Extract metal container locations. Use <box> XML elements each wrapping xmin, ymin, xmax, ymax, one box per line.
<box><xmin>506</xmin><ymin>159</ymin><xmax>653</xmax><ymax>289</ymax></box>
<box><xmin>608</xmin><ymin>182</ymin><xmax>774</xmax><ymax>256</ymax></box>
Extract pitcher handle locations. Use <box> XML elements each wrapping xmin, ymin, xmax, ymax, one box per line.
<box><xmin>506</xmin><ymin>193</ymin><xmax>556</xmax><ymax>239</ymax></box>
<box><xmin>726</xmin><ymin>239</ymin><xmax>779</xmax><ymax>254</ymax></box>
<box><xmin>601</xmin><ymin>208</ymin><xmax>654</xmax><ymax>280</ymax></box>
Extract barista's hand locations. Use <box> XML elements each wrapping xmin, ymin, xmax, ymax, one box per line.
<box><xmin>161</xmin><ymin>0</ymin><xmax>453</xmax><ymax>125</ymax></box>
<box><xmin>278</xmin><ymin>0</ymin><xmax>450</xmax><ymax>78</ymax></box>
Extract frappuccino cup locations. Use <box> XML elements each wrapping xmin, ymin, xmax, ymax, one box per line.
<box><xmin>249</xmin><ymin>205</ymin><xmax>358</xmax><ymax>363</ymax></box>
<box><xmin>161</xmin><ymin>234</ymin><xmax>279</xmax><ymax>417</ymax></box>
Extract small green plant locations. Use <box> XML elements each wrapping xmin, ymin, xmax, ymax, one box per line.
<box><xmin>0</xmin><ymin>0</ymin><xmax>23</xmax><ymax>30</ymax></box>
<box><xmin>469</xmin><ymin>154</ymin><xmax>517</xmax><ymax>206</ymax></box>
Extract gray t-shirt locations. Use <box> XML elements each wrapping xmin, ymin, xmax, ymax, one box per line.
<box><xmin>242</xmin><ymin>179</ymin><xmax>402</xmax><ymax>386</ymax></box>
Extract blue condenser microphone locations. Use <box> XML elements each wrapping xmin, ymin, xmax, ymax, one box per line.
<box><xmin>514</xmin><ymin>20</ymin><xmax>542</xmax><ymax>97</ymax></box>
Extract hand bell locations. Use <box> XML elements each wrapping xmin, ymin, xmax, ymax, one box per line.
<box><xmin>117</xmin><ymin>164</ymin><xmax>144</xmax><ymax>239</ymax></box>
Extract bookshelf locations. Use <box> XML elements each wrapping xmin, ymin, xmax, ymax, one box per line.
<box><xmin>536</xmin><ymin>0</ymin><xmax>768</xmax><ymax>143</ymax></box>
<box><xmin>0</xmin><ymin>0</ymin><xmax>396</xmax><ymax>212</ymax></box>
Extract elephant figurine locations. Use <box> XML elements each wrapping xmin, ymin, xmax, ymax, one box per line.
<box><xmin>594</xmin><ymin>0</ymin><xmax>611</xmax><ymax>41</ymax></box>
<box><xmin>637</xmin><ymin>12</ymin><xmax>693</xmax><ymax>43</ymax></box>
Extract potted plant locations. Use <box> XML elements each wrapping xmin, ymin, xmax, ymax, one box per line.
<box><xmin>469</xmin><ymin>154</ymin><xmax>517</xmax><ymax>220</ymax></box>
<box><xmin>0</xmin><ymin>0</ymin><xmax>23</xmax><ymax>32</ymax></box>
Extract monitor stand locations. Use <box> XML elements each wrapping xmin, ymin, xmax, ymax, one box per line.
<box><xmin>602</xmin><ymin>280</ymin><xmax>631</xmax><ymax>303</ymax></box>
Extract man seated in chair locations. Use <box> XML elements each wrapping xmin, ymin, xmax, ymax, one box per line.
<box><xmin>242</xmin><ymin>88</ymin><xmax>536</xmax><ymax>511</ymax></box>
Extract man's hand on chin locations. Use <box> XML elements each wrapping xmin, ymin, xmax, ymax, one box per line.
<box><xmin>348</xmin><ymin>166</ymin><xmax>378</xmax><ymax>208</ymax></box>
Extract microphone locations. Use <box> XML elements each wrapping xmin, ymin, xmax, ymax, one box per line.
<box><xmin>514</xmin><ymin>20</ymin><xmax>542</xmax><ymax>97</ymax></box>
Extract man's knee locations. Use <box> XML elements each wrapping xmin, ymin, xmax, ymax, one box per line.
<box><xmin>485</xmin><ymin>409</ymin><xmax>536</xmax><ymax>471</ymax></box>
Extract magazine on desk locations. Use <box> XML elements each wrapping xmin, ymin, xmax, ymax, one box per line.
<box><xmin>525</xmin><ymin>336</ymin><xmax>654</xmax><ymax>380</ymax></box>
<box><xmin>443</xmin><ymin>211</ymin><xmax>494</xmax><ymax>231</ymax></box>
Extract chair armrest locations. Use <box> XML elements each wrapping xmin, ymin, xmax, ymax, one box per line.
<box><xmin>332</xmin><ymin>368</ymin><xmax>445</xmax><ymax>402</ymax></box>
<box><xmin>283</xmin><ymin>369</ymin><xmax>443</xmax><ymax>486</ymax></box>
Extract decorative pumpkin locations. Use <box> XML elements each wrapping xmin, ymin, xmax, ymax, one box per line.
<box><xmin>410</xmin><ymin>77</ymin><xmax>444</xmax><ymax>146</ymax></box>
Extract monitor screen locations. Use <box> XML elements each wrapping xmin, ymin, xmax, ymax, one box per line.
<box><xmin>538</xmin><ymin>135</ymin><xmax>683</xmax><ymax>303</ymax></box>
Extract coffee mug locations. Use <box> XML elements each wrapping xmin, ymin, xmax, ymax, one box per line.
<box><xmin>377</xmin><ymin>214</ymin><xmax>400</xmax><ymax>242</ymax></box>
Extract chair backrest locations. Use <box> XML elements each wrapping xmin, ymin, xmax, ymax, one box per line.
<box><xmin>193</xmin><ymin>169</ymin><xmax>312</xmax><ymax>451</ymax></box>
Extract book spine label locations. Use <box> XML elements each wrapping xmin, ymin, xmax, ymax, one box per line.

Work to complete:
The answer is the full set of records above, repeated exactly.

Answer to the problem:
Extract metal container locations. Use <box> XML elements each wrapping xmin, ymin, xmax, ymax, one box per line.
<box><xmin>506</xmin><ymin>159</ymin><xmax>653</xmax><ymax>289</ymax></box>
<box><xmin>608</xmin><ymin>182</ymin><xmax>774</xmax><ymax>256</ymax></box>
Extract pitcher handle locations. Use <box> XML elements each wrapping xmin, ymin, xmax, ymax, one box per line.
<box><xmin>506</xmin><ymin>193</ymin><xmax>556</xmax><ymax>239</ymax></box>
<box><xmin>726</xmin><ymin>239</ymin><xmax>779</xmax><ymax>254</ymax></box>
<box><xmin>601</xmin><ymin>208</ymin><xmax>654</xmax><ymax>280</ymax></box>
Extract barista's hand locations. Use <box> XML elements each wrapping xmin, ymin, xmax, ymax, one box per line.
<box><xmin>161</xmin><ymin>0</ymin><xmax>453</xmax><ymax>125</ymax></box>
<box><xmin>278</xmin><ymin>0</ymin><xmax>450</xmax><ymax>78</ymax></box>
Extract frappuccino cup locations. Use <box> XML elements each wrapping xmin, ymin, xmax, ymax, one box per line.
<box><xmin>249</xmin><ymin>205</ymin><xmax>358</xmax><ymax>363</ymax></box>
<box><xmin>161</xmin><ymin>234</ymin><xmax>279</xmax><ymax>417</ymax></box>
Extract small green plant locations. Use <box> XML elements each wrapping xmin, ymin, xmax, ymax, one box per line.
<box><xmin>0</xmin><ymin>0</ymin><xmax>23</xmax><ymax>30</ymax></box>
<box><xmin>469</xmin><ymin>154</ymin><xmax>517</xmax><ymax>206</ymax></box>
Extract gray t-shirt locations. Use <box> XML elements each wrapping xmin, ymin, xmax, ymax, one box per line.
<box><xmin>242</xmin><ymin>179</ymin><xmax>402</xmax><ymax>386</ymax></box>
Extract blue condenser microphone locations. Use <box> XML elements each wrapping xmin, ymin, xmax, ymax, one box per line.
<box><xmin>514</xmin><ymin>20</ymin><xmax>542</xmax><ymax>97</ymax></box>
Extract hand bell locations. Use <box> XML elements each wrapping xmin, ymin, xmax, ymax, one box per line.
<box><xmin>117</xmin><ymin>164</ymin><xmax>144</xmax><ymax>239</ymax></box>
Extract bookshelf locations. Use <box> XML elements each wrapping xmin, ymin, xmax, ymax, one box per line.
<box><xmin>536</xmin><ymin>0</ymin><xmax>768</xmax><ymax>143</ymax></box>
<box><xmin>0</xmin><ymin>0</ymin><xmax>396</xmax><ymax>212</ymax></box>
Extract elephant figurine locations. Use <box> XML elements each wrapping xmin, ymin, xmax, ymax, one box per line.
<box><xmin>594</xmin><ymin>0</ymin><xmax>611</xmax><ymax>41</ymax></box>
<box><xmin>637</xmin><ymin>12</ymin><xmax>693</xmax><ymax>43</ymax></box>
Extract potted plant locations. Use <box> XML elements each wrapping xmin, ymin, xmax, ymax, one box per line.
<box><xmin>469</xmin><ymin>154</ymin><xmax>517</xmax><ymax>220</ymax></box>
<box><xmin>0</xmin><ymin>0</ymin><xmax>23</xmax><ymax>32</ymax></box>
Extract monitor stand locations. Use <box> XML elements each wrapping xmin, ymin, xmax, ymax, one box per line.
<box><xmin>602</xmin><ymin>280</ymin><xmax>631</xmax><ymax>303</ymax></box>
Extract man seated in chair locations. Use <box> XML elements each wrapping xmin, ymin, xmax, ymax, one box per line.
<box><xmin>242</xmin><ymin>88</ymin><xmax>536</xmax><ymax>511</ymax></box>
Extract man's hand on chin locations. Use <box> XML elements each wrapping xmin, ymin, xmax, ymax, one box per line.
<box><xmin>348</xmin><ymin>166</ymin><xmax>378</xmax><ymax>208</ymax></box>
Extract microphone locations. Use <box> XML elements each wrapping xmin, ymin, xmax, ymax, one box per line.
<box><xmin>514</xmin><ymin>20</ymin><xmax>542</xmax><ymax>97</ymax></box>
Extract man's knee locations. Use <box> XML elements each wrapping xmin, ymin, xmax, ymax, one box per line.
<box><xmin>485</xmin><ymin>409</ymin><xmax>536</xmax><ymax>471</ymax></box>
Extract magazine on desk locations. Use <box> XML elements each wrapping xmin, ymin, xmax, ymax, one box per line.
<box><xmin>525</xmin><ymin>336</ymin><xmax>654</xmax><ymax>380</ymax></box>
<box><xmin>443</xmin><ymin>211</ymin><xmax>494</xmax><ymax>231</ymax></box>
Extract chair armrest locations. Use <box> XML elements each wrapping xmin, ymin, xmax, ymax, one box per line.
<box><xmin>332</xmin><ymin>368</ymin><xmax>445</xmax><ymax>402</ymax></box>
<box><xmin>283</xmin><ymin>369</ymin><xmax>443</xmax><ymax>486</ymax></box>
Extract decorative pumpkin locations. Use <box> XML elements each wrapping xmin, ymin, xmax, ymax, one box per line.
<box><xmin>410</xmin><ymin>77</ymin><xmax>444</xmax><ymax>146</ymax></box>
Extract monitor screen locations. Use <box> XML elements each wrapping xmin, ymin, xmax, ymax, one box per line.
<box><xmin>538</xmin><ymin>135</ymin><xmax>683</xmax><ymax>303</ymax></box>
Extract coffee mug locations. Use <box> XML elements each wrapping xmin, ymin, xmax, ymax, one box per line.
<box><xmin>377</xmin><ymin>214</ymin><xmax>400</xmax><ymax>242</ymax></box>
Extract chair backrest locations. Use <box> XML elements each wrapping xmin, ymin, xmax, ymax, one box per line.
<box><xmin>193</xmin><ymin>169</ymin><xmax>312</xmax><ymax>451</ymax></box>
Extract book spine label locations. Use <box> XML elements each wrapping xmin, ymin, xmax, ymax, one box per line.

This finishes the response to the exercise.